## [EXTRACTED TEXT]
•••••

The use of writs limited the jurisdiction of all other courts and transferred jurisdictions of lord and county courts to the King's Court. The mechanics of the eyre were used for a new institution, where several counties were combined into a circuit and a judge was appointed to ride the circuit, bringing the King's Court to every part of the kingdom. The general unwillingness to grant continuances (essoins) greatly reduced the time needed to complete judicial proceedings. The King's Court, through its writs, held ultimate jurisdiction in adversarial proceedings over real property. Establishing the "truth" of facts through the rational process of an Assize Court (later superseded by the jury) was given as an alternative to the options of trial by ordeal, or the use of champions as substitutes, or the use of character testimonials rather than evidence to determine the outcome of legal contests.[25]

The emergence at this time of the doctrine of res judicata brought finality to the verdicts rendered, complementing the Tractatus though not a part of it, and serving to emphasize that the Tractatus was itself a part of Henry's reforms, but not the only part.

Ecclesiastical courts retained jurisdiction over matters of marriage, legitimacy, wills, ecclesiastical issues, and redress for breach of ordinary contracts, but the writs of the King's Court prevented them from intruding elsewhere.

The effect was unifying, and trial by jury in the King's Court was so popular that it deprived other courts of litigation. More important for the future of England, it was so satisfactory that it contributed to English culture by cultivating a universal respect for law and a willingness to abide by its decision.

•••••

Raw records:
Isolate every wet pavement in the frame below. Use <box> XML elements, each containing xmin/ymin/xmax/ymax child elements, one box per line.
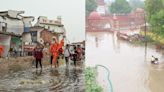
<box><xmin>0</xmin><ymin>60</ymin><xmax>85</xmax><ymax>92</ymax></box>
<box><xmin>86</xmin><ymin>32</ymin><xmax>164</xmax><ymax>92</ymax></box>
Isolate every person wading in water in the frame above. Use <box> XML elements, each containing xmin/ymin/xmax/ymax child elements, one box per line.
<box><xmin>50</xmin><ymin>37</ymin><xmax>64</xmax><ymax>68</ymax></box>
<box><xmin>34</xmin><ymin>45</ymin><xmax>43</xmax><ymax>69</ymax></box>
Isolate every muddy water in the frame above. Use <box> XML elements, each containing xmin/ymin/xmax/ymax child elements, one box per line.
<box><xmin>0</xmin><ymin>66</ymin><xmax>84</xmax><ymax>92</ymax></box>
<box><xmin>86</xmin><ymin>32</ymin><xmax>164</xmax><ymax>92</ymax></box>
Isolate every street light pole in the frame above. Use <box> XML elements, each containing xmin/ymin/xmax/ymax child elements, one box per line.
<box><xmin>144</xmin><ymin>12</ymin><xmax>147</xmax><ymax>41</ymax></box>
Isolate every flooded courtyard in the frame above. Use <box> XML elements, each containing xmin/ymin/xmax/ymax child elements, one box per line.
<box><xmin>86</xmin><ymin>32</ymin><xmax>164</xmax><ymax>92</ymax></box>
<box><xmin>0</xmin><ymin>60</ymin><xmax>85</xmax><ymax>92</ymax></box>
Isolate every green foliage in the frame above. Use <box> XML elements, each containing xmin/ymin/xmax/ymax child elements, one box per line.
<box><xmin>85</xmin><ymin>67</ymin><xmax>103</xmax><ymax>92</ymax></box>
<box><xmin>109</xmin><ymin>0</ymin><xmax>132</xmax><ymax>14</ymax></box>
<box><xmin>145</xmin><ymin>0</ymin><xmax>164</xmax><ymax>38</ymax></box>
<box><xmin>129</xmin><ymin>0</ymin><xmax>144</xmax><ymax>10</ymax></box>
<box><xmin>85</xmin><ymin>0</ymin><xmax>97</xmax><ymax>16</ymax></box>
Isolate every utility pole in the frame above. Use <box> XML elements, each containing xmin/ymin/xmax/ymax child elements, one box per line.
<box><xmin>144</xmin><ymin>12</ymin><xmax>147</xmax><ymax>39</ymax></box>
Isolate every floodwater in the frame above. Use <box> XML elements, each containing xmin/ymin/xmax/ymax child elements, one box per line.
<box><xmin>0</xmin><ymin>66</ymin><xmax>84</xmax><ymax>92</ymax></box>
<box><xmin>86</xmin><ymin>32</ymin><xmax>164</xmax><ymax>92</ymax></box>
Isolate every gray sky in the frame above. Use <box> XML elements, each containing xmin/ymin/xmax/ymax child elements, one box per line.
<box><xmin>0</xmin><ymin>0</ymin><xmax>85</xmax><ymax>42</ymax></box>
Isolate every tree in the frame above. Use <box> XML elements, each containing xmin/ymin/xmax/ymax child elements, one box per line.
<box><xmin>85</xmin><ymin>0</ymin><xmax>97</xmax><ymax>16</ymax></box>
<box><xmin>109</xmin><ymin>0</ymin><xmax>132</xmax><ymax>14</ymax></box>
<box><xmin>129</xmin><ymin>0</ymin><xmax>144</xmax><ymax>10</ymax></box>
<box><xmin>145</xmin><ymin>0</ymin><xmax>164</xmax><ymax>34</ymax></box>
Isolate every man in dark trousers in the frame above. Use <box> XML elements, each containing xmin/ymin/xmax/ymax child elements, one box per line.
<box><xmin>34</xmin><ymin>46</ymin><xmax>43</xmax><ymax>69</ymax></box>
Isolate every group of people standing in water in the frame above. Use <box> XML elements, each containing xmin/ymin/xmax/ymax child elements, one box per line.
<box><xmin>34</xmin><ymin>38</ymin><xmax>85</xmax><ymax>69</ymax></box>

•••••

## [SET TASKS]
A – In the passage on the King's Court, what later superseded the Assize Court?
B – Rewrite the stretch from "The emergence at" through "from intruding elsewhere." in the passage on the King's Court, putting "judgments" in place of "verdicts".
C – Write the next part of the passage on the King's Court, picking up after its final sentence.

## [EXPECTED OUTPUTS]
A – The jury.

B –
The emergence at this time of the doctrine of res judicata brought finality to the judgments rendered, complementing the Tractatus though not a part of it, and serving to emphasize that the Tractatus was itself a part of Henry's reforms, but not the only part.

Ecclesiastical courts retained jurisdiction over matters of marriage, legitimacy, wills, ecclesiastical issues, and redress for breach of ordinary contracts, but the writs of the King's Court prevented them from intruding elsewhere.

C –
In legal history

The writs and processes of the King's Court, together with the judicial organisation, are the germ of English common law. Similarly, the judicial oversight of property disputes through the use of writs are the germ for English land law. The option of the rational process of weighing evidence in a trial by jury would outlive all of its alternatives to become the only way to determine the "truth" of facts.

Glanvill is cited copiously by name in books on English law, whether chronological histories or subject-oriented legal books, and in the latter where there are a number of references relevant to the topic at hand, he is cited as the earliest authority. Spelling variations of the name include Glanvil, Glanvill (the most common), and Glanville.

The Regiam Majestatem

The Scottish Regiam Majestatem was written perhaps in the reign of Robert the Bruce (1306 – 1329) but not earlier than 1318, as it includes a Scottish statute written in that year.[26] Some two-thirds of it was adapted without change from chapters of the Tractatus, and some of the rest is different from the Tractatus but very similar to it. The remainder of the Regiam Majestatem is unrelated to the Tractatus, and mostly covers the area of crimes.[27]



  1. ^ The long-lost civil law was nowhere restored until a copy of the sixth century Pandects of Justinian I was found in Italy in 1127, and spread from there. This civil law was taught at Oxford in 1150.[3] However, that is not to say that the Tractatus owes a heritage to it.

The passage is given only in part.